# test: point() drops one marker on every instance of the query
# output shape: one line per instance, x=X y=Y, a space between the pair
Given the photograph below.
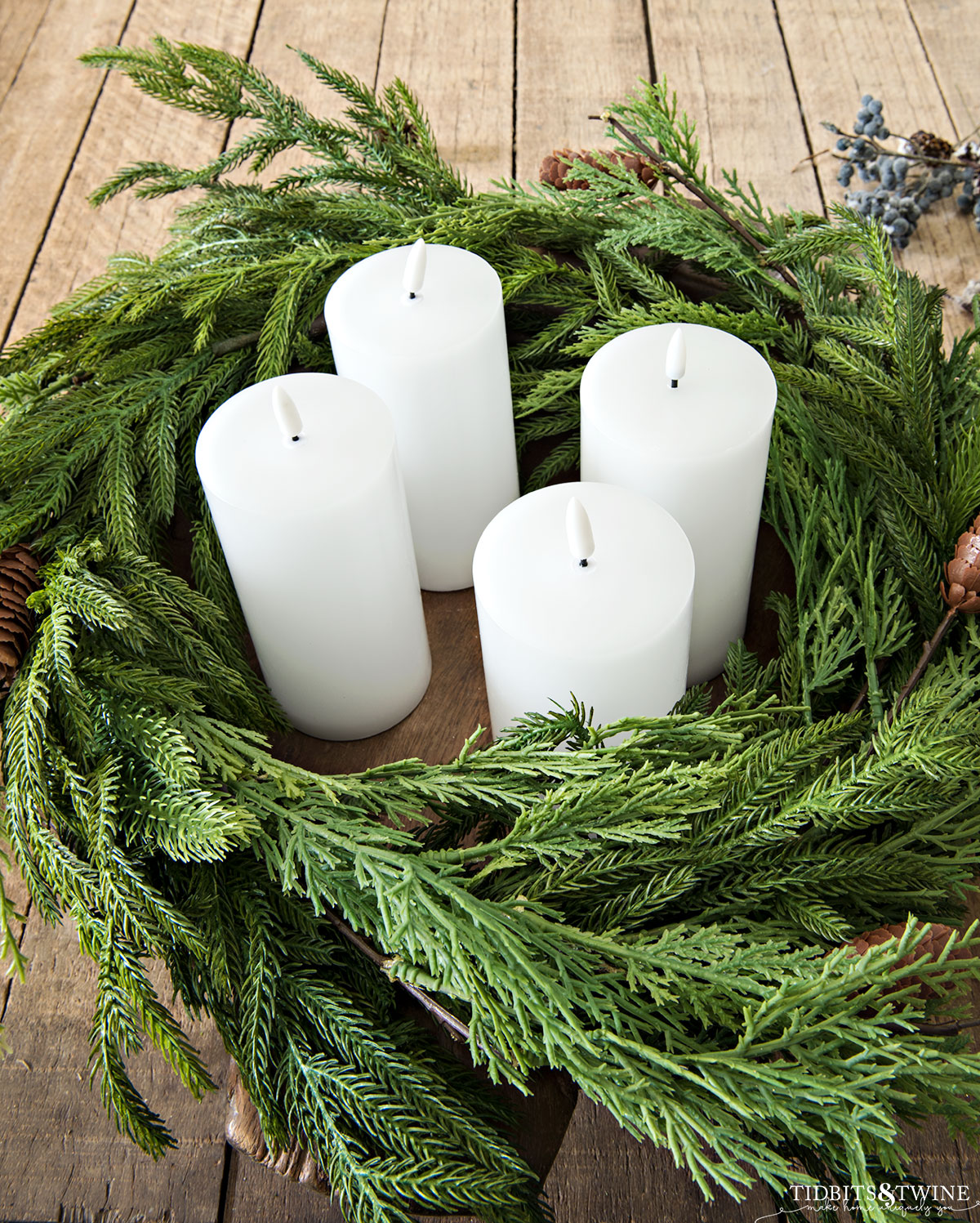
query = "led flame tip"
x=579 y=529
x=287 y=417
x=677 y=357
x=414 y=268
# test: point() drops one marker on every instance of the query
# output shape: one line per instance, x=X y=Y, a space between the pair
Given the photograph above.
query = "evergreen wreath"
x=660 y=918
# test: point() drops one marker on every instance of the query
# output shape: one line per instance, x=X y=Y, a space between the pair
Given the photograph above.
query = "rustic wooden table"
x=505 y=81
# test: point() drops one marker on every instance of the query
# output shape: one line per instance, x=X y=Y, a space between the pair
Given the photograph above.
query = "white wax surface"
x=440 y=364
x=699 y=449
x=615 y=634
x=317 y=538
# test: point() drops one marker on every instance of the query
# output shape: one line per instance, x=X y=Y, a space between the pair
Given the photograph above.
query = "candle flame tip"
x=286 y=413
x=579 y=532
x=677 y=357
x=414 y=270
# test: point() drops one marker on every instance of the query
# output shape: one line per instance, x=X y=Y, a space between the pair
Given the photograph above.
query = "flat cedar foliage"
x=660 y=918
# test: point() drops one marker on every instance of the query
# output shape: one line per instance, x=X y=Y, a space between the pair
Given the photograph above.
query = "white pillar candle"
x=684 y=413
x=302 y=482
x=586 y=590
x=423 y=327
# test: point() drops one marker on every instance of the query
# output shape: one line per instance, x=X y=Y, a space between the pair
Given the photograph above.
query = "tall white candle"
x=684 y=413
x=586 y=590
x=303 y=487
x=423 y=327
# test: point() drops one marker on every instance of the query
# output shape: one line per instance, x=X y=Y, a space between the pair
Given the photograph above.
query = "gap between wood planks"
x=68 y=174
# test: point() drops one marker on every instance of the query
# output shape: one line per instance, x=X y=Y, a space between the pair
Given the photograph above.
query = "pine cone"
x=556 y=172
x=931 y=945
x=931 y=147
x=19 y=578
x=963 y=573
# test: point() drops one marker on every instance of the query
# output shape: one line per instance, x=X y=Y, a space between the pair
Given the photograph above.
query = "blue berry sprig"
x=908 y=180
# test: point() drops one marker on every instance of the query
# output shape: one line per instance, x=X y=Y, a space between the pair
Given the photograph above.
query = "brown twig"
x=386 y=962
x=925 y=658
x=689 y=185
x=221 y=347
x=951 y=1029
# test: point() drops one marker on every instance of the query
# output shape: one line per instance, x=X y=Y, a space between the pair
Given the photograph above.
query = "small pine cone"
x=931 y=147
x=19 y=578
x=556 y=170
x=931 y=945
x=963 y=573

----------------------------------------

## Work required
Return the preceding entries verbatim, with the pictures excluded.

## Answer box
# test: point() drops one marker on every instance of the query
# output shape: one line per instance, x=X y=Y, a space between the pair
Given the photograph below.
query = "led flame tip"
x=579 y=529
x=287 y=417
x=677 y=357
x=414 y=268
# test: point() drops one marker on every instance of the query
# output shape: one line per instance, x=X y=Y, a space between the pair
Given the photograph above.
query = "evergreen wreath"
x=660 y=918
# test: point() drops one marker on every instance of the query
# output shape: one line per instance, x=X y=Y, a space between the pair
Given the photograph above.
query = "rustic wooden table"
x=505 y=81
# test: point() drops one marker on every instance of the query
# output shape: one line per instance, x=X y=Y, a space between the pair
Given the photograph above.
query = "white wax surface"
x=440 y=364
x=699 y=449
x=615 y=634
x=317 y=538
# test: point() drops one marker on every instance of the query
# output shape: one line per instance, x=X y=Y, a space between the pair
Given the photograph above.
query = "candle flame tip"
x=286 y=413
x=579 y=532
x=677 y=357
x=414 y=270
# test: point() drops one marker on every instance of the query
# output shape: one line per instance, x=X y=Y, a space between the pair
Given the photograph above.
query = "flat cedar foliage"
x=660 y=918
# test: point() drops one marker on every instance of the query
# output shape: one line per instance, x=X y=Y, a space between the pair
Given the photograph above.
query = "white pillar candle"
x=684 y=413
x=302 y=482
x=586 y=590
x=423 y=327
# test: point() drops one marker on every instance of the query
# output shape: one line per instance, x=X y=Y, a space between the pair
Given the photograph above.
query = "tall white candle"
x=684 y=413
x=586 y=590
x=303 y=487
x=423 y=327
# test: point() drops one marker on every instance of the query
# output shape: one line per instance, x=X y=Y, a space between the pair
Given the photograph above.
query = "gap between wood planks"
x=68 y=174
# test: point() drops one marker on every instance of the query
# output shape: one line per instance, x=X y=Y, a space between the pair
Given the photograph above.
query = "pine cone"
x=556 y=172
x=931 y=945
x=931 y=147
x=19 y=578
x=963 y=573
# test: point() drops one marker on every instance of the query
# output shape: one line per instance, x=X y=Y, a space between the pair
Given the photograph above.
query = "blue berry sprig"
x=908 y=180
# test: point() drops one marker on every instance of the query
# output shape: one line per instance, x=X y=Y, a space between the pair
Given the photograph above.
query = "brown twig"
x=386 y=962
x=925 y=658
x=689 y=185
x=221 y=347
x=951 y=1029
# test: point() drops one marker on every instance of the query
# output shape: one line per instance, x=X y=Y, a space between the pair
Given the photograph above.
query = "small pine cone"
x=931 y=147
x=19 y=578
x=556 y=170
x=931 y=945
x=963 y=573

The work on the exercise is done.